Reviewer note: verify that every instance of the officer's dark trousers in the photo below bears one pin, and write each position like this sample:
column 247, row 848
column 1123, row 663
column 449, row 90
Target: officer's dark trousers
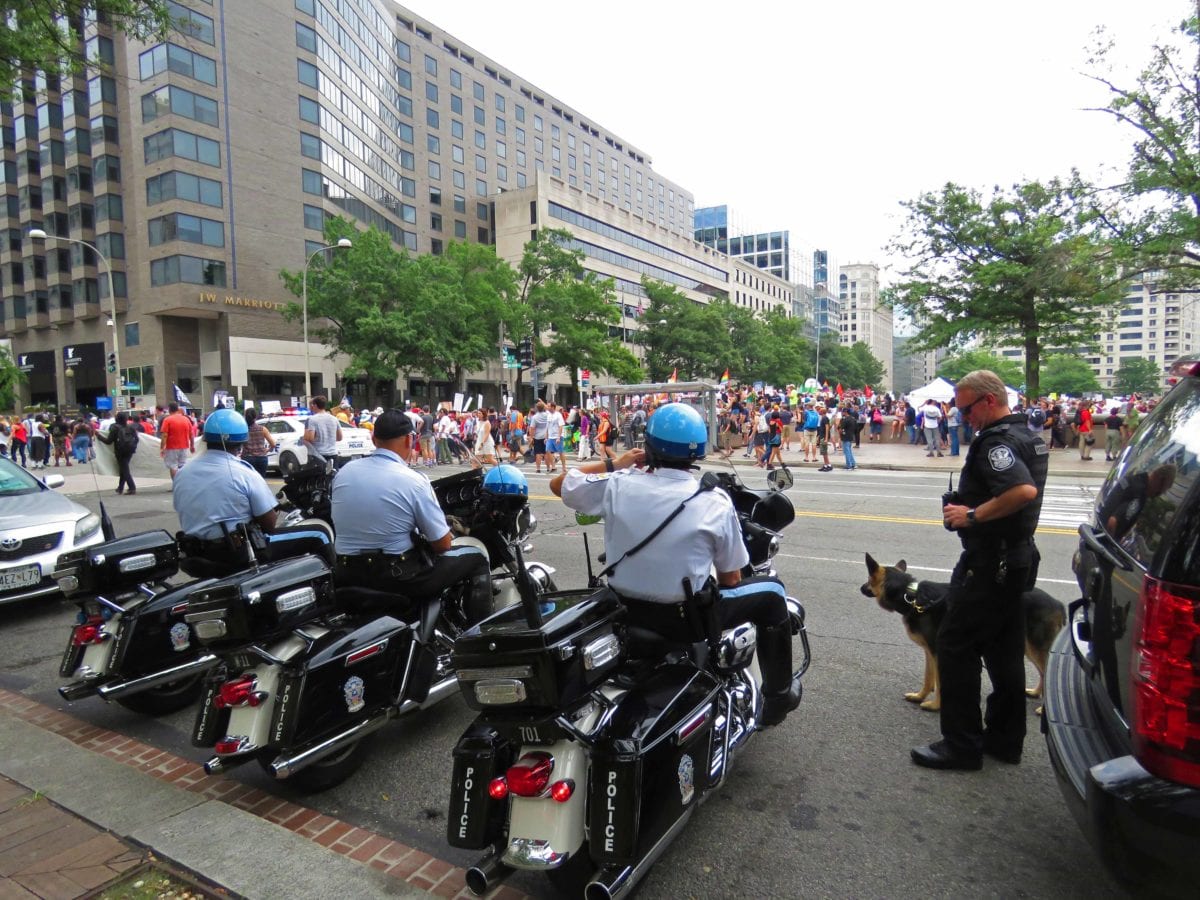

* [YOUR INSTRUCTIONS] Show me each line of the listing above with "column" in it.

* [ANSWER BELOW]
column 247, row 848
column 1123, row 663
column 449, row 90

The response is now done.